Problem description. Render as a Markdown table with columns "Row" and "Text" the stretch of data from the line containing "Every instance of the tire" through the end of the data, numbering each row and omitting blank lines and pictures.

Information provided.
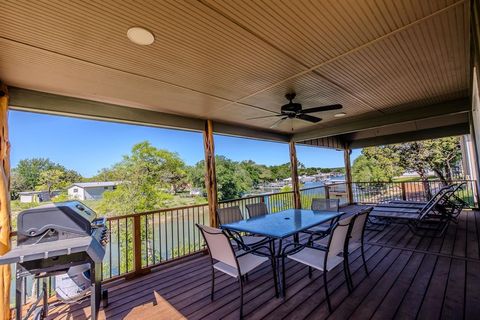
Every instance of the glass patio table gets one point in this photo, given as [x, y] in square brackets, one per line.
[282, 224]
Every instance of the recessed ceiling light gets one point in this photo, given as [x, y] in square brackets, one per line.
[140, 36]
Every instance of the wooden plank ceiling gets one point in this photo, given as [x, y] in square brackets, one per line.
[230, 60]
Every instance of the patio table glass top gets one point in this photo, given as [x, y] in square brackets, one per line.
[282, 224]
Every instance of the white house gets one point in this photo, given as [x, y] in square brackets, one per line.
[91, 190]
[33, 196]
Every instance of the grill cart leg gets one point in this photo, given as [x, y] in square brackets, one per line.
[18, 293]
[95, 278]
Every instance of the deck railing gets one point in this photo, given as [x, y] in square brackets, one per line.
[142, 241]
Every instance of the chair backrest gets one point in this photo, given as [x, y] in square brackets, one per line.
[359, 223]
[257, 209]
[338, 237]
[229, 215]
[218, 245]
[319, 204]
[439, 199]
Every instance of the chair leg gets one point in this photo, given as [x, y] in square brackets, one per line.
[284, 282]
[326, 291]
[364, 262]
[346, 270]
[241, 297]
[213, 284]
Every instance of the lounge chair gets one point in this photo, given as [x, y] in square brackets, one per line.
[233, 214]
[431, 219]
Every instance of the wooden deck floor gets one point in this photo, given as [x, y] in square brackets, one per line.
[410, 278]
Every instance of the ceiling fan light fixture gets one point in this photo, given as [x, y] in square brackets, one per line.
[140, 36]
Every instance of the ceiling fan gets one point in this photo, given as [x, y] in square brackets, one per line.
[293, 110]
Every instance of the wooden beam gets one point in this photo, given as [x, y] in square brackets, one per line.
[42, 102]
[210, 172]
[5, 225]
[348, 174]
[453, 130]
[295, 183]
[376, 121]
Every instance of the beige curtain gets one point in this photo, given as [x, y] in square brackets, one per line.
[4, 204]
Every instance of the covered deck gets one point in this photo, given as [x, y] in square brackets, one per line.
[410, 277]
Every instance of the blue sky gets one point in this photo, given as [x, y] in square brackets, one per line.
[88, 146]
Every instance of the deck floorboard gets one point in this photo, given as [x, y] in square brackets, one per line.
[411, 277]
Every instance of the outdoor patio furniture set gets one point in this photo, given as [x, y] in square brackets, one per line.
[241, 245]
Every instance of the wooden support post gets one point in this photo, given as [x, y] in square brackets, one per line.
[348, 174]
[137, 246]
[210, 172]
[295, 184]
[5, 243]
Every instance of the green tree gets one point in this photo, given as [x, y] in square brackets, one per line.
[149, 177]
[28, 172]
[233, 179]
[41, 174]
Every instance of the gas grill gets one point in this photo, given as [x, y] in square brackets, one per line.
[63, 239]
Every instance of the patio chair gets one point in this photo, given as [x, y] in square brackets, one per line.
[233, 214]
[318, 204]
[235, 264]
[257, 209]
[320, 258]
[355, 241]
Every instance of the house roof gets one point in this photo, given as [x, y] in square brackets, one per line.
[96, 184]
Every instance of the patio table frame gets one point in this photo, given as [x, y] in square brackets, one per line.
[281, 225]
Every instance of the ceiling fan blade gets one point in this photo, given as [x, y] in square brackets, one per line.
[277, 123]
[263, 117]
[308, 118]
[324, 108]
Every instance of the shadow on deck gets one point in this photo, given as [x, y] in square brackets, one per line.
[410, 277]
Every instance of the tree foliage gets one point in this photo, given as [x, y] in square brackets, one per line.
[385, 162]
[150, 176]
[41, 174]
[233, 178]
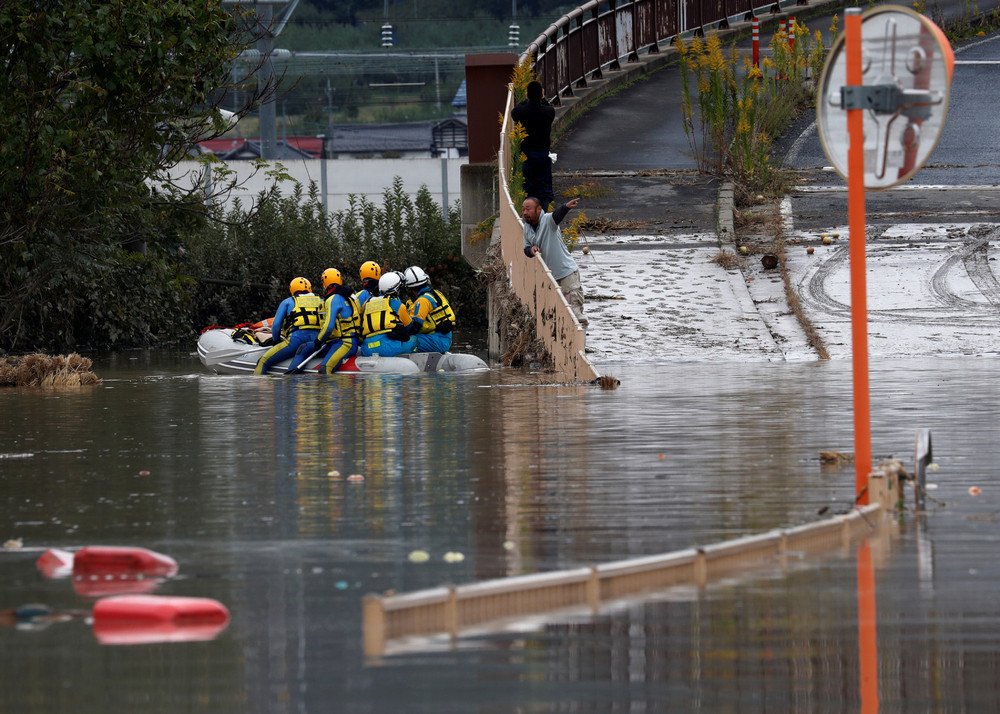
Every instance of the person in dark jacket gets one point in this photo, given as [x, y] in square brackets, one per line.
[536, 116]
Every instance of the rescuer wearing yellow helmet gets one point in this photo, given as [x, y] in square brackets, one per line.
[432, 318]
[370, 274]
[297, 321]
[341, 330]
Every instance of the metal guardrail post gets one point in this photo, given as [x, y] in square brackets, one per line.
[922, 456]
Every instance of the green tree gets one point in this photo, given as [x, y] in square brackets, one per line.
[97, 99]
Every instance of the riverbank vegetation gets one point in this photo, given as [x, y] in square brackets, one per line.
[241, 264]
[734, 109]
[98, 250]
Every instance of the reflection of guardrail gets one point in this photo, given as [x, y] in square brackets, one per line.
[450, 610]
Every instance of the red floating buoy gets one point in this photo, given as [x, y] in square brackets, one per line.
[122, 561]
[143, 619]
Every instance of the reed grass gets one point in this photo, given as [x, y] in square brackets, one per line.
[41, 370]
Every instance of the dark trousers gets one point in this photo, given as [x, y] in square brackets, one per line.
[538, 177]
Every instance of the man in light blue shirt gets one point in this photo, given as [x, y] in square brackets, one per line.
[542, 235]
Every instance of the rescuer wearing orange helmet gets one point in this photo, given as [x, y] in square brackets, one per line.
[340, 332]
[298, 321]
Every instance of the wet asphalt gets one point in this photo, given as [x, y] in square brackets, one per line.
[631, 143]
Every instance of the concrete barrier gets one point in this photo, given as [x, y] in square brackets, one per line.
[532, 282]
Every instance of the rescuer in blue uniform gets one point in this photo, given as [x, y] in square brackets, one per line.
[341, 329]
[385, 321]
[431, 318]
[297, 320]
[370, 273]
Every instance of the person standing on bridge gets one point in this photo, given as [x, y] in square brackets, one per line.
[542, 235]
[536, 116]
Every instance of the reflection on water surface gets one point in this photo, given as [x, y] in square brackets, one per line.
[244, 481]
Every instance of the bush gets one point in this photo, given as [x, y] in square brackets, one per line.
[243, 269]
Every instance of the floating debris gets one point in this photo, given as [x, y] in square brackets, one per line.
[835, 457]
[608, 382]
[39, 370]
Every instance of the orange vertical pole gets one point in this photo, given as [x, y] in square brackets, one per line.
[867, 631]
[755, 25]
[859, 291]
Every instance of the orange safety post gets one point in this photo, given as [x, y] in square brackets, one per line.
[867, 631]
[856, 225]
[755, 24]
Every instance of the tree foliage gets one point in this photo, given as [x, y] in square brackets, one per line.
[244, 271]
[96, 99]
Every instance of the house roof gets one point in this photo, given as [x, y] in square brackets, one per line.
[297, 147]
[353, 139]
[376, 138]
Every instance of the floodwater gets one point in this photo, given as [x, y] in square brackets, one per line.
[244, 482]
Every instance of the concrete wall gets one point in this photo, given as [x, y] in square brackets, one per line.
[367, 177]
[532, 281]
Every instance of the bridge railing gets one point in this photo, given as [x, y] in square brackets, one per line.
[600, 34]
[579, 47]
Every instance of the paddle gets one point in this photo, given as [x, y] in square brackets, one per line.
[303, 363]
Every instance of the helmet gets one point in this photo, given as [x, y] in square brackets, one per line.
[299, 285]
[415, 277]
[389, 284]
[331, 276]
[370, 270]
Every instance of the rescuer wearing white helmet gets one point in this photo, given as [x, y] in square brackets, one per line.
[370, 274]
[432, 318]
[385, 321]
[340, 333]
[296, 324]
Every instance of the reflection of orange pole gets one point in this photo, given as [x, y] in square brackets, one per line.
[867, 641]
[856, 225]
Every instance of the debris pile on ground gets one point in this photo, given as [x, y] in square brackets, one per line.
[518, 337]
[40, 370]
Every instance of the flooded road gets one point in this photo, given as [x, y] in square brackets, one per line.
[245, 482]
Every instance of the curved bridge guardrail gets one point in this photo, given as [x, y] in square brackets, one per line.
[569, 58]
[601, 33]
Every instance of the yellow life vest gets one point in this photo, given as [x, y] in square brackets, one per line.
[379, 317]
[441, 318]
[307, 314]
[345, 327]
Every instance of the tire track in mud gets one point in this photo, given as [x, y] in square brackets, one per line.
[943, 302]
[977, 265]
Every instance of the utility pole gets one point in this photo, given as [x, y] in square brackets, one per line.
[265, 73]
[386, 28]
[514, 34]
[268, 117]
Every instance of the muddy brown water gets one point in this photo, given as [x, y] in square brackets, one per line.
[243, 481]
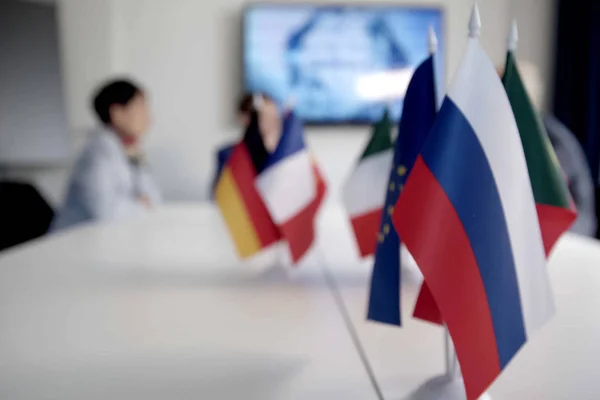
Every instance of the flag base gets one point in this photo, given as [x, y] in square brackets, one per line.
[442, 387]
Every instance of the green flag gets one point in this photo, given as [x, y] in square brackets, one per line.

Exercise output.
| Row | Text |
|---|---|
| 1 | Every instance of the tire track in mud gets one point in this photo, given as [x, y] in square brackets, one per line. |
| 2 | [943, 302] |
| 3 | [977, 265] |
| 4 | Every instance of the utility pole gets one point in this photo, given as [x, y] in square brackets, one per line. |
| 5 | [265, 73] |
| 6 | [386, 28] |
| 7 | [514, 34] |
| 8 | [268, 117] |
| 9 | Every instance of the muddy brown water gets one point in this photo, given as [x, y] in square brackets, one per line. |
| 10 | [243, 481] |
| 11 | Every instance of the flag base gets one point in this photo, given as [x, y] in square brackets, one per line. |
| 12 | [442, 387] |
| 13 | Every instance of the green flag gets one point in this photo, given as [x, y] in square brackets, one per line. |